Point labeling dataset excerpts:
- - - -
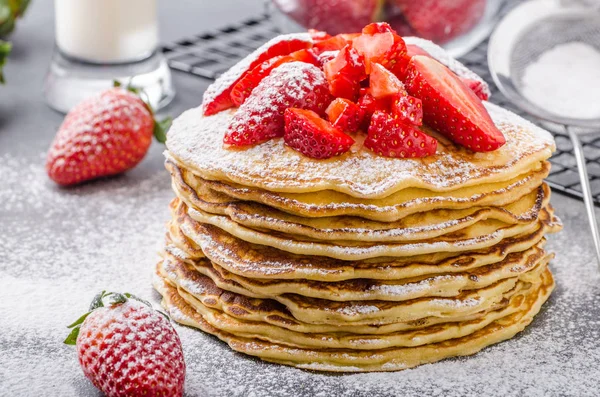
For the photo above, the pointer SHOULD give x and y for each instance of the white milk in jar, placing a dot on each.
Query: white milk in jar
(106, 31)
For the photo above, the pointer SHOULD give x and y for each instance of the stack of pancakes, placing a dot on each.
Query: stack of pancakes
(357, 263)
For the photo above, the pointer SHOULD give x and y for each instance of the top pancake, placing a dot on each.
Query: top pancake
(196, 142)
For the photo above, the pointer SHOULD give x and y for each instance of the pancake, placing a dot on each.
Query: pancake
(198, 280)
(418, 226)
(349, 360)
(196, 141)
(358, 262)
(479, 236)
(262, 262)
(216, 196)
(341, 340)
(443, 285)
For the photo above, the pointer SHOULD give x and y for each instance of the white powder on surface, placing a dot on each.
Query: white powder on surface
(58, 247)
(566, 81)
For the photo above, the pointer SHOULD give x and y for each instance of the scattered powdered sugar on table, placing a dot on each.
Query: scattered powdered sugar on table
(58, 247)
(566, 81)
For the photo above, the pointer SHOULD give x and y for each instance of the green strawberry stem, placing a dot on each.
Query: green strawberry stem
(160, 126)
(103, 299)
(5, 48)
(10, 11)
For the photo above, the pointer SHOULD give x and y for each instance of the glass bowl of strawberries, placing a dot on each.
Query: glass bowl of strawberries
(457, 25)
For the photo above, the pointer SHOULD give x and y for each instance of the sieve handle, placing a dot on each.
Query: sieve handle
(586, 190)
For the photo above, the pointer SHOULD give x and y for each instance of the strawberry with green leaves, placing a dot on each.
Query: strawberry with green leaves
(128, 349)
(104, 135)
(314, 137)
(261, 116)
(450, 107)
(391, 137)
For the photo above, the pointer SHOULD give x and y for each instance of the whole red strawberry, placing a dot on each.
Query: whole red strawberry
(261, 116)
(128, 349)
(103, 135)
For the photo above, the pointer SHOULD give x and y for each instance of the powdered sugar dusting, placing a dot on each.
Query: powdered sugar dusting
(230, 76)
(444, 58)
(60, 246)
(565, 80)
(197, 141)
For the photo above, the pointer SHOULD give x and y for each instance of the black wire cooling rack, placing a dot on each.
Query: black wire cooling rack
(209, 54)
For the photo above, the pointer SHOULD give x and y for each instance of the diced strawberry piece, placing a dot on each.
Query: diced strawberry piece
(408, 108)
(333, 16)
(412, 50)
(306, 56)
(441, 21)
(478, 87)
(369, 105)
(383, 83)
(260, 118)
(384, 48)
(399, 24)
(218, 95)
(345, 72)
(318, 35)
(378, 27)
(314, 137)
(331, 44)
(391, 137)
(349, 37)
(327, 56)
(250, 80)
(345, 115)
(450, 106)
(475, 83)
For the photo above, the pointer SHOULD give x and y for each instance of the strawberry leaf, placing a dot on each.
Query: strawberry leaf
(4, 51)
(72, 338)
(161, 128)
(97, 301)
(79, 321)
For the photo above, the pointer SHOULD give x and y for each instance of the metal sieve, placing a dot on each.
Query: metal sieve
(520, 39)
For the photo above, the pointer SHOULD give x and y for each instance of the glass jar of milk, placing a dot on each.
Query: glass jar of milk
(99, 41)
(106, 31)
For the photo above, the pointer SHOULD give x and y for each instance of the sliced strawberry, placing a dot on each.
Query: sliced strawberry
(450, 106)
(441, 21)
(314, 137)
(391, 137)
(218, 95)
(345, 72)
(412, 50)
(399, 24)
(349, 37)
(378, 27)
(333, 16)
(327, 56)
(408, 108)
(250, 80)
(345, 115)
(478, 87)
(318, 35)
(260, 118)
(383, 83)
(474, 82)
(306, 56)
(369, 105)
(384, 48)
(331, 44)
- - - -
Given problem: The records above should be reproduced exactly, with no pictures included.

Written response:
For the photo above, the pointer SHOULD give x and y for each instance of the white milk in jar, placing a dot on each.
Query: white milk in jar
(106, 31)
For the photo above, the pointer SHOULD give x and y for each instance of the stack of pancakes, placing a dot on each.
Query: stack of pancakes
(357, 263)
For the photo above, the pointer SHOULD give x and y for each instance of the top pancake, placing a dot on each.
Query: top pancake
(196, 142)
For the photo above, the pointer SHOULD give x and y for each instance of the pancake, placing a dot on each.
Query: pancake
(198, 280)
(418, 226)
(349, 360)
(196, 141)
(358, 262)
(479, 236)
(262, 262)
(216, 196)
(341, 340)
(443, 285)
For the photo above, the pointer SHOULD give x and y for each instance of the white powder on surface, placing a dot on each.
Query: white powder on surface
(58, 247)
(566, 81)
For the photo above, the pointer SHOULD give x and y for each instance of the scattered powdered sugar on table, placing a dot on each.
Query: scattered powdered sugar on table
(58, 247)
(566, 81)
For the photo above, the pointer SHOULD give x and y for each instance of the green strawberry stem, placing a dot on each.
Query: green strawberry stem
(160, 126)
(103, 299)
(5, 48)
(10, 11)
For the photo above, the pointer SHOULD give x and y for each instance of the glass bowl of strawberries, placing a dot on each.
Query: glass bowl of strawberries
(457, 25)
For the photo above, the pointer SHOULD give x and y for each instance of the sieve handle, placing a dot on each.
Query: sieve handle
(586, 190)
For the photo above, the pointer SHOULD give x and y for each instance of the strawberry with green leaves, placing a dot on each.
Query: strawberry with green leaves
(128, 349)
(104, 135)
(314, 137)
(261, 116)
(450, 107)
(391, 137)
For the photo above, the pointer SHOULD give x and y for each instance of the whole red strawberry, placing a dot on each.
Query: whole red strawberry
(261, 116)
(128, 349)
(103, 135)
For the photo above, the pointer SHOULD give x and y for each instance of the powdered sugar dusting, placing a dot on each.
Query: powdered sugar dusting
(230, 76)
(444, 58)
(60, 246)
(565, 80)
(197, 141)
For the photo above, the pointer SHOULD give x and y for each instance of the black wire cooling rack, placing a dot on each.
Query: black wire cooling rack
(209, 54)
For the photo above, the pointer SHOULD give x and y for each instance of the diced strawberry piece, placing a dot on each.
Query: diced strawberry piece
(408, 108)
(333, 16)
(412, 50)
(306, 56)
(441, 21)
(478, 87)
(369, 105)
(383, 83)
(260, 118)
(384, 48)
(399, 24)
(218, 95)
(345, 72)
(318, 35)
(378, 27)
(314, 137)
(331, 44)
(391, 137)
(349, 37)
(327, 56)
(250, 80)
(345, 115)
(450, 106)
(475, 83)
For the photo above, the pointer SHOULD give x and y for each instance of the strawberry leaf, placing a dot on each.
Query: strawberry leaf
(4, 51)
(72, 338)
(161, 128)
(97, 301)
(79, 321)
For the photo above, the pointer SHOULD give x and y for each instance of the metal sieve, placing a dot on each.
Query: metal sieve
(520, 39)
For the photo above, the pointer SHOULD give x and y for each instance of the glass jar of milk, placing a dot on each.
Query: glass jar of milk
(99, 41)
(106, 31)
For the photo above, the pointer SHOULD give x and y for each instance of the sliced strawberry, placing a dot on each.
Query: sliced strawberry
(450, 106)
(441, 21)
(314, 137)
(391, 137)
(218, 95)
(345, 72)
(412, 50)
(399, 24)
(349, 37)
(378, 27)
(333, 16)
(327, 56)
(408, 108)
(250, 80)
(345, 115)
(478, 87)
(318, 35)
(260, 118)
(383, 83)
(474, 82)
(306, 56)
(369, 105)
(384, 48)
(331, 44)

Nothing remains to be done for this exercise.